▶ **Problem**
Switch "instance" to "object" in everything from the line with "# target: **shadow on wall**" down to the line with "M 29 243 L 30", and give back only those lines with nothing else changed.

▶ **Supplied material**
---+---

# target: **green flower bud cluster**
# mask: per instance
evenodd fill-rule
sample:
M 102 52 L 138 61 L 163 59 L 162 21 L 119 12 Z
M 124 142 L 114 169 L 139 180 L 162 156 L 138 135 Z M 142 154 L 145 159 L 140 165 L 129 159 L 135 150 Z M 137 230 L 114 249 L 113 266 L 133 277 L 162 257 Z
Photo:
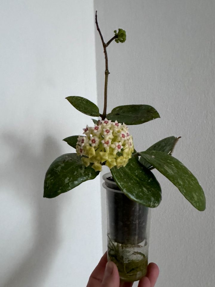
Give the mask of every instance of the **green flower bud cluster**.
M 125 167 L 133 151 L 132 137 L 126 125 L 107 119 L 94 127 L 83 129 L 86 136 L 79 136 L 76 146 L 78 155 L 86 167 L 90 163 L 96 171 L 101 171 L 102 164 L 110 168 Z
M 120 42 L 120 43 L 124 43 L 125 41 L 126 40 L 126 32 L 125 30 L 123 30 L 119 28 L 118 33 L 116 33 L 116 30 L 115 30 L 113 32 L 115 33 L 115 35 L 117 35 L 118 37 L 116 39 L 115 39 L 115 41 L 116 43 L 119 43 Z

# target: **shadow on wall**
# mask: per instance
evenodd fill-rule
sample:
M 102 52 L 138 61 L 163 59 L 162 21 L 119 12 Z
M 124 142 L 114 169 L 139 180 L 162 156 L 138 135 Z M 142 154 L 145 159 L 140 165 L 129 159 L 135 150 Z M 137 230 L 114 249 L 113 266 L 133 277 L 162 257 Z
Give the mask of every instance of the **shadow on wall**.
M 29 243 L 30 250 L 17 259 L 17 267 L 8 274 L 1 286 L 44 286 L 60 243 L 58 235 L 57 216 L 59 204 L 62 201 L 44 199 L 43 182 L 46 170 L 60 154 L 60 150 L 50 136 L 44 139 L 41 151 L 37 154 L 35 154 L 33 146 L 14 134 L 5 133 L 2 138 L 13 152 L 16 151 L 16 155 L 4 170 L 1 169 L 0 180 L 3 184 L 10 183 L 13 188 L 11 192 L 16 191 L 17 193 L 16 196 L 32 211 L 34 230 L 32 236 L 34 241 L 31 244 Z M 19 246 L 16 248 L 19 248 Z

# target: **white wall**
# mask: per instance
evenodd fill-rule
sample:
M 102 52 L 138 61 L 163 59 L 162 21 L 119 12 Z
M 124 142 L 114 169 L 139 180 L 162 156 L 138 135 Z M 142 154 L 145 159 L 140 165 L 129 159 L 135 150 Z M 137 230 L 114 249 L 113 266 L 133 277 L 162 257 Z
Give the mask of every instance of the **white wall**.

---+---

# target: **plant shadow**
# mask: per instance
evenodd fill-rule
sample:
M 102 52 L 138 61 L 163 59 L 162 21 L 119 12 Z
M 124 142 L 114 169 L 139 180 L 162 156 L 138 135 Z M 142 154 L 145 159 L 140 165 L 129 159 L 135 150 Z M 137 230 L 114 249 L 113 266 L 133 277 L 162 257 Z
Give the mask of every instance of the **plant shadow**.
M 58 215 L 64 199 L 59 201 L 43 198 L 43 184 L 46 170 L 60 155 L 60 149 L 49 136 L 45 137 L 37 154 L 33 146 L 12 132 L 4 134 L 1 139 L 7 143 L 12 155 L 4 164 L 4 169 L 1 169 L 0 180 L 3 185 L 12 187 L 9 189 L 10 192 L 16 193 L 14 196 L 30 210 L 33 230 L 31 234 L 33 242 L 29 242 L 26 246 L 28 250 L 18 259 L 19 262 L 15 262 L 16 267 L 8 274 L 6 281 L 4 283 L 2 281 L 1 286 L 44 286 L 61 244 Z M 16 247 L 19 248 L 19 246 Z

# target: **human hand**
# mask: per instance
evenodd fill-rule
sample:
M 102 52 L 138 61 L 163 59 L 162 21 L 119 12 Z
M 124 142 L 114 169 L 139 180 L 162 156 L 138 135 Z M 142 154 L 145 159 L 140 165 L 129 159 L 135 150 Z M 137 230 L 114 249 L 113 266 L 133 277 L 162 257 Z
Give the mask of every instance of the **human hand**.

---+---

▶ **Worked answer**
# target: **shadow on wall**
# mask: per object
evenodd fill-rule
sample:
M 102 52 L 138 61 L 163 59 L 162 21 L 119 12 Z
M 124 142 L 114 169 L 139 180 L 162 156 L 138 135 Z M 142 154 L 145 159 L 140 165 L 129 159 L 135 150 Z M 137 230 L 114 249 L 113 266 L 133 277 L 162 257 Z
Give the mask of every object of the **shadow on wall**.
M 29 243 L 30 250 L 17 259 L 17 267 L 8 274 L 1 286 L 44 286 L 60 243 L 58 235 L 57 216 L 59 204 L 62 201 L 44 199 L 43 182 L 46 170 L 60 154 L 60 150 L 50 136 L 44 139 L 41 151 L 37 154 L 35 154 L 33 146 L 14 134 L 5 133 L 2 138 L 13 152 L 16 151 L 16 155 L 4 170 L 1 169 L 0 180 L 3 184 L 10 183 L 13 188 L 11 192 L 16 191 L 17 193 L 16 196 L 32 211 L 34 230 L 32 236 L 34 241 L 31 244 Z M 19 246 L 16 248 L 19 248 Z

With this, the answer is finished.